## SET TASK 1
Decide whether each statement below agrees with the Hyper-V PTP bug report. For each, answer yes or no and quote the deciding words from the Hyper-V PTP bug report.
(a) The commit is requested for Zesty.
(b) The host sends a time sample every 10 seconds.
(c) The solution was tested with chrony.

## DOCUMENT EXCERPT
[Hyper-V] Implement Hyper-V PTP Source

Bug #1676635 reported by Joshua R. Poulson on 2017-03-27
56
This bug affects 6 people
Affects Status Importance Assigned to Milestone
linux (Ubuntu)
Medium
Unassigned
Xenial
High
Marcelo Cerri
Yakkety
Medium
Unassigned
Zesty
Medium
Unassigned

Bug Description

Please include the following upstream commit into lts-xenial, 16.04 HWE, Yakkity, and Zesty. This will improve the behavior of timesync on Hyper-V hosts while simultaneously using network time sync protocols like NTP.

https://git.kernel.org/pub/scm/linux/kernel/git/torvalds/linux.git/commit/drivers/hv/hv_util.c?id=3716a49a81ba19dda7202633a68b28564ba95eb5

commit 3716a49a81ba19dda7202633a68b28564ba95eb5
Author: Vitaly Kuznetsov <email address hidden>
Date: Sat Feb 4 09:57:14 2017 -0700

    hv_utils: implement Hyper-V PTP source

    With TimeSync version 4 protocol support we started updating system time
    continuously through the whole lifetime of Hyper-V guests. Every 5 seconds
    there is a time sample from the host which triggers do_settimeofday[64]().
    While the time from the host is very accurate such adjustments may cause
    issues:
    - Time is jumping forward and backward, some applications may misbehave.
    - In case an NTP server runs in parallel and uses something else for time
      sync (network, PTP,...) system time will never converge.
    - Systemd starts annoying you by printing "Time has been changed" every 5
      seconds to the system log.

    Instead of doing in-kernel time adjustments offload the work to an
    NTP client by exposing TimeSync messages as a PTP device. Users may now
    decide what they want to use as a source.

    I tested the solution with chrony, the config was:

     refclock PHC /dev/ptp0 poll 3 dpoll -2 offset 0

    The result I'm seeing is accurate enough, the time delta between the guest
    and the host is almost always within [-10us, +10us], the in-kernel solution
    was giving us comparable results.

## RECORDS FOR PROCESSING
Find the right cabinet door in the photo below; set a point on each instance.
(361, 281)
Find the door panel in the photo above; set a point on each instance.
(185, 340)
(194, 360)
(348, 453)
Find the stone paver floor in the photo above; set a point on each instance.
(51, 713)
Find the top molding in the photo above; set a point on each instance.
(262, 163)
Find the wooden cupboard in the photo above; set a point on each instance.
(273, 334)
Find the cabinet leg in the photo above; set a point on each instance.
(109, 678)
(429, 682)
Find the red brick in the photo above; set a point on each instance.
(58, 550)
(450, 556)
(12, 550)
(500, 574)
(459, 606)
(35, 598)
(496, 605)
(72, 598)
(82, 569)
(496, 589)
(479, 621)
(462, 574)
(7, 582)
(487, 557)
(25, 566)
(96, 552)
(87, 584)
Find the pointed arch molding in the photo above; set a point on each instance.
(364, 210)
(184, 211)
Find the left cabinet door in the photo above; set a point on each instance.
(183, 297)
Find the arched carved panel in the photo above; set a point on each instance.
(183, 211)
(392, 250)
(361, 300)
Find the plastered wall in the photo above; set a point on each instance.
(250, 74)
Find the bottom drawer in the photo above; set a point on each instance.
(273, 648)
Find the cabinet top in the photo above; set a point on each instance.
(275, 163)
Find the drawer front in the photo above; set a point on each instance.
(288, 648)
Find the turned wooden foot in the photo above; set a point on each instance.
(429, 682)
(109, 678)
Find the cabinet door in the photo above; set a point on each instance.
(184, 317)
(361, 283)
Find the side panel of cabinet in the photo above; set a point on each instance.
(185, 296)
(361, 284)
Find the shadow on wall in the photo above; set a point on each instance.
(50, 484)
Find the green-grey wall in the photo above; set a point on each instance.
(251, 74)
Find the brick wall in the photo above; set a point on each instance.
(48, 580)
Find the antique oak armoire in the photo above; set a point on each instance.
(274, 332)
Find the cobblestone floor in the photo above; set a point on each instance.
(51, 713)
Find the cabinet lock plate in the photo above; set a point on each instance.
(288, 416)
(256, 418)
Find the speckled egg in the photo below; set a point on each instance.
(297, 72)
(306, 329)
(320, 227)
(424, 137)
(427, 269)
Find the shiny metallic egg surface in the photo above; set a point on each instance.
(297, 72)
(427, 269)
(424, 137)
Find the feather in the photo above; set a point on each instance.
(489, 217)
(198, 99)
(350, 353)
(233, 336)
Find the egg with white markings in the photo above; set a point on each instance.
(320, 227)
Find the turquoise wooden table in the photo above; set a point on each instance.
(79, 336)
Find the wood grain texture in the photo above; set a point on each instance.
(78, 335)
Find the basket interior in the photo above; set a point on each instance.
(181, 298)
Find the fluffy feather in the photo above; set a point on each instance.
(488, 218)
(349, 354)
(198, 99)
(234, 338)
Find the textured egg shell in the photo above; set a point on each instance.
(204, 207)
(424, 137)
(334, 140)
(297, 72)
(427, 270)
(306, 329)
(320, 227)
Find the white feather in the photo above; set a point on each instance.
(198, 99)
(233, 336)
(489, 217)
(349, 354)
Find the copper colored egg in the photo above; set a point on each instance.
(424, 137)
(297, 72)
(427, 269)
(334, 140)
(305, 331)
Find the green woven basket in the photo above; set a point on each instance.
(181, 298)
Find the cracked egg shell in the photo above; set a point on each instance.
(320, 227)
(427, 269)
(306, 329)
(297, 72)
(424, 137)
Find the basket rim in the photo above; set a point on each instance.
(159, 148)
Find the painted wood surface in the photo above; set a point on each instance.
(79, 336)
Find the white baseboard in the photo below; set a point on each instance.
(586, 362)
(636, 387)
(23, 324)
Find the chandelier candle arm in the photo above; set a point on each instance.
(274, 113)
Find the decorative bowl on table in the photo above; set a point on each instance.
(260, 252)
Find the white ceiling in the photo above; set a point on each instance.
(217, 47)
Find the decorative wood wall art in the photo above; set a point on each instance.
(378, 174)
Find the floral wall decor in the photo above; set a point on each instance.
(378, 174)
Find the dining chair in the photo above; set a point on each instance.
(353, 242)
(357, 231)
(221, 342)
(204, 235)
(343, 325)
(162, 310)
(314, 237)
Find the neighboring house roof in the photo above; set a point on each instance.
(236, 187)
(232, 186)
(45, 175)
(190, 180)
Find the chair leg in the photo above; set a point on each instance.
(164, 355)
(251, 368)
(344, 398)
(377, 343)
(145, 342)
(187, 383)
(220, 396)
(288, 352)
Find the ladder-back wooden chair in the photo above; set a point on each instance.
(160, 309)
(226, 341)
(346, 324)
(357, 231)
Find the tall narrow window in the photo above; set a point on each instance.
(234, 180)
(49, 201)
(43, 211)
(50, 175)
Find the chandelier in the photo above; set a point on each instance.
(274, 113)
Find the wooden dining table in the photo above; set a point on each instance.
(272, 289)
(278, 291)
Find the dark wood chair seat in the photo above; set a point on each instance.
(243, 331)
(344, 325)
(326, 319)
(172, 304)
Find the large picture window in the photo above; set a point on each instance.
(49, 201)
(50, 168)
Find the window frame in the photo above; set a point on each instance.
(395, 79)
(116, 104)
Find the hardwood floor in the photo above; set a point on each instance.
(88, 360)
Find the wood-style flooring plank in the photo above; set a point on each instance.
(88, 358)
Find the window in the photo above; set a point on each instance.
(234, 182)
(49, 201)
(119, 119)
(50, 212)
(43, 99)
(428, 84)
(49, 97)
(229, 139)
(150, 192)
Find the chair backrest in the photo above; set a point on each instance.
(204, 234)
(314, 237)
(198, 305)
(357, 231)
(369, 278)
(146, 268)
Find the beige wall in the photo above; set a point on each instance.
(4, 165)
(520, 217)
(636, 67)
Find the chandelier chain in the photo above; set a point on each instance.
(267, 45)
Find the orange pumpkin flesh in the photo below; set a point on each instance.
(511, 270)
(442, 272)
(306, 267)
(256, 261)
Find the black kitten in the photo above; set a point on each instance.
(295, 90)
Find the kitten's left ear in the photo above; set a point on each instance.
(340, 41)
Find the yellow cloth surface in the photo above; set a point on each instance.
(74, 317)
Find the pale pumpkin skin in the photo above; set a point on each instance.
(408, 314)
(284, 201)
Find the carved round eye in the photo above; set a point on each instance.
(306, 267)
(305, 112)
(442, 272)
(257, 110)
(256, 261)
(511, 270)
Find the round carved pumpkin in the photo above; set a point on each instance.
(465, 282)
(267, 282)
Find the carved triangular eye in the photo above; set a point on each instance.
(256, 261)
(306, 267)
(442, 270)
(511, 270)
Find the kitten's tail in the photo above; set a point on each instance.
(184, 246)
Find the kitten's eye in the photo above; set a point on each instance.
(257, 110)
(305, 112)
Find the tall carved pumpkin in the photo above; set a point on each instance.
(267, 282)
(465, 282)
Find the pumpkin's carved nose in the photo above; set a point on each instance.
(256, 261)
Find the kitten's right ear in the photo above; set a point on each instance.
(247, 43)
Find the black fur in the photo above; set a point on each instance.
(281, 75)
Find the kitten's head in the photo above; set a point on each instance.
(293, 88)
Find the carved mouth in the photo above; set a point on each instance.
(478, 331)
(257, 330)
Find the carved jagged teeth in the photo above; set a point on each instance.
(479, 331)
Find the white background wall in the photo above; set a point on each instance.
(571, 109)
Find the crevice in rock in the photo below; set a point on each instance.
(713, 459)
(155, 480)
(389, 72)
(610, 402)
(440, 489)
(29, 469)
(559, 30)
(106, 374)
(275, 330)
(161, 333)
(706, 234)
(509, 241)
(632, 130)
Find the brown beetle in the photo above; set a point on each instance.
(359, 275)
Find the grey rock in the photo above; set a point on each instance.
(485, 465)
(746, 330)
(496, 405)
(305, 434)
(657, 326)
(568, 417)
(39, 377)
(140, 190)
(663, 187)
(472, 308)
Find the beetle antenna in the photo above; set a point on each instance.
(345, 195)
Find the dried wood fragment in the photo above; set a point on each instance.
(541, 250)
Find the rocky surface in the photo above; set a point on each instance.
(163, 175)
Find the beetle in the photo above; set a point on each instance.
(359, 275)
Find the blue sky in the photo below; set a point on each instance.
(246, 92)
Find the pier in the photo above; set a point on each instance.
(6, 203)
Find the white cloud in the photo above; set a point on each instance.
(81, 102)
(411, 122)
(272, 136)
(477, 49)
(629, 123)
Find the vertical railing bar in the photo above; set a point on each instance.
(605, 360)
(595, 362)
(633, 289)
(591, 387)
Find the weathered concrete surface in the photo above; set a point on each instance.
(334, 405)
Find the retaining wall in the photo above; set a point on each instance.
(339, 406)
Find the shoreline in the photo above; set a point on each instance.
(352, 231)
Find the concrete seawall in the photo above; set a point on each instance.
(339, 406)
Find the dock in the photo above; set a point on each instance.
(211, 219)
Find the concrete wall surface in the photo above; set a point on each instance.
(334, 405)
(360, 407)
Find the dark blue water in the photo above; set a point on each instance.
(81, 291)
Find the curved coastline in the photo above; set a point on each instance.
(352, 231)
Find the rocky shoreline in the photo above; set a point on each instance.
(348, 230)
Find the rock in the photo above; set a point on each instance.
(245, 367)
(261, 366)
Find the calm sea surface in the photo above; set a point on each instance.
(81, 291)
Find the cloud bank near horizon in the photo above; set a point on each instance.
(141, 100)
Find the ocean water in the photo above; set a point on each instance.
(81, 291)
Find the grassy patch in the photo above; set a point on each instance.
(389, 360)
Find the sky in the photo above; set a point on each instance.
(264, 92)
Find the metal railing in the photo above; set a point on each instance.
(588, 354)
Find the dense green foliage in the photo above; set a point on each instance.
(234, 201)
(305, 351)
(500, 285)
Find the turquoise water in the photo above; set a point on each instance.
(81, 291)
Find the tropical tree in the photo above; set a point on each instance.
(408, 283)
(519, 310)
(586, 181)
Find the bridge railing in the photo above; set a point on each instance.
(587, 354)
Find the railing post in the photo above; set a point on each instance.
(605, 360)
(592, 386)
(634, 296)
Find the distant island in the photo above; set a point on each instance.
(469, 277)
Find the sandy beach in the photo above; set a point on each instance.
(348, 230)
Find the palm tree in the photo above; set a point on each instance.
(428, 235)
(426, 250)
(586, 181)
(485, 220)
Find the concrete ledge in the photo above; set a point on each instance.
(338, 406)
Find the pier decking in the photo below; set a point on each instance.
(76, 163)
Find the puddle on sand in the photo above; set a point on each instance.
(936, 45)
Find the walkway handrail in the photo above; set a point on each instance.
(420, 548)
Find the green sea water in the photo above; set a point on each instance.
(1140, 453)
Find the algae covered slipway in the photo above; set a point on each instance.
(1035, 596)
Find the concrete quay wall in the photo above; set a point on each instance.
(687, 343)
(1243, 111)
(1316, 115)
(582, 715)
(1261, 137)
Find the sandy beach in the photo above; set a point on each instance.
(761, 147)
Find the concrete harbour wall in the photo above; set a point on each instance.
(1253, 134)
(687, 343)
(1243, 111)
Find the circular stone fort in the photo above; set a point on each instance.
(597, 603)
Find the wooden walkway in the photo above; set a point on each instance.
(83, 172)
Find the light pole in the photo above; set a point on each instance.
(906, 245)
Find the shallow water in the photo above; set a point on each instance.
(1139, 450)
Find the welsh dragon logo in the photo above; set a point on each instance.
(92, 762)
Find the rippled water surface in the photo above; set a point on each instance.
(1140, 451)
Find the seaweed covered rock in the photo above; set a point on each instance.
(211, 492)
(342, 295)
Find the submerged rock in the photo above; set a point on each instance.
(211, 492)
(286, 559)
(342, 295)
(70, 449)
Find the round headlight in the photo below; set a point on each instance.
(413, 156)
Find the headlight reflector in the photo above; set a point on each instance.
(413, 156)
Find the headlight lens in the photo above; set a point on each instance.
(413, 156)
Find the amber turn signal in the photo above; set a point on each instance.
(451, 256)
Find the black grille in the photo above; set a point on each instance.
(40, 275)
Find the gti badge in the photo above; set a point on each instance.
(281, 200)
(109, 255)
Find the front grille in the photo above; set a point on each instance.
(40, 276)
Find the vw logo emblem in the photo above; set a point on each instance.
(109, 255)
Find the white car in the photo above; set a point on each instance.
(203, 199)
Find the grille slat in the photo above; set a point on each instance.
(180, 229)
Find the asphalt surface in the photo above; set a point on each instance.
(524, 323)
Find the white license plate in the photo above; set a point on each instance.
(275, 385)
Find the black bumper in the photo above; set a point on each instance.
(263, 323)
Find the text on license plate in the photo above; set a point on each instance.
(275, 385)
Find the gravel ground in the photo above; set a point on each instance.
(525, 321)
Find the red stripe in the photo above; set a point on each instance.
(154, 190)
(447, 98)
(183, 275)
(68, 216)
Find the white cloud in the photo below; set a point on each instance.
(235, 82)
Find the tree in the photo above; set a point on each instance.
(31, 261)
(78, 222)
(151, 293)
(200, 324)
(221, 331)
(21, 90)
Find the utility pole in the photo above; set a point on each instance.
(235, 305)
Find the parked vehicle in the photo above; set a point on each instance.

## SET TASK 2
Move every coordinate in the listing by adding 37 to each number. Reproduce in full, and only, the part of the listing that opens with the line containing "Find the headlight lens" and closes with the end of the listing.

## PROBLEM SOLUTION 1
(a) Yes: "Please include the following upstream commit into lts-xenial, 16.04 HWE, Yakkity, and Zesty."
(b) No: "Every 5 seconds there is a time sample from the host"
(c) Yes: "I tested the solution with chrony"

## PROBLEM SOLUTION 2
Find the headlight lens in the photo above; set a point on each instance.
(450, 193)
Find the amber turn signal in the photo above; set a point on each instance.
(488, 293)
Find the black grille in the photo above; set a point on each instance.
(77, 312)
Find the gti badge in the photo above; set a point on each instance.
(318, 237)
(146, 292)
Find the front grille in the photo above; set a point on each instance.
(77, 313)
Find the vw logo emblem in the photo above; set a point on each instance.
(146, 292)
Find the white car in the photo above; set a point on each instance.
(240, 236)
Find the grille slat in the photo above; set a point on each instance.
(217, 266)
Find the asphalt surface in the photo above; set a point on each instance.
(561, 360)
Find the white license plate in the photo above; set a point on each instance.
(312, 422)
Find the black bumper in the photo above; set a point on each instance.
(300, 360)
Find the text on license plate in the photo above; set a point on each instance.
(312, 422)
Find the gravel ground in the photo above; set a point on each instance.
(562, 358)
Find the red stripe in the photo above; set a point on each instance.
(191, 227)
(484, 135)
(220, 312)
(105, 253)
Find the white cloud in the photo below; set a point on each instance.
(272, 119)
Find the tree in the photo above; set a point on each instance.
(68, 298)
(115, 259)
(188, 330)
(237, 361)
(258, 368)
(58, 127)
Find the utility pole in the photo above; set a point on each instance.
(272, 342)
Find the parked vehicle in the photo above; set a point on each instance.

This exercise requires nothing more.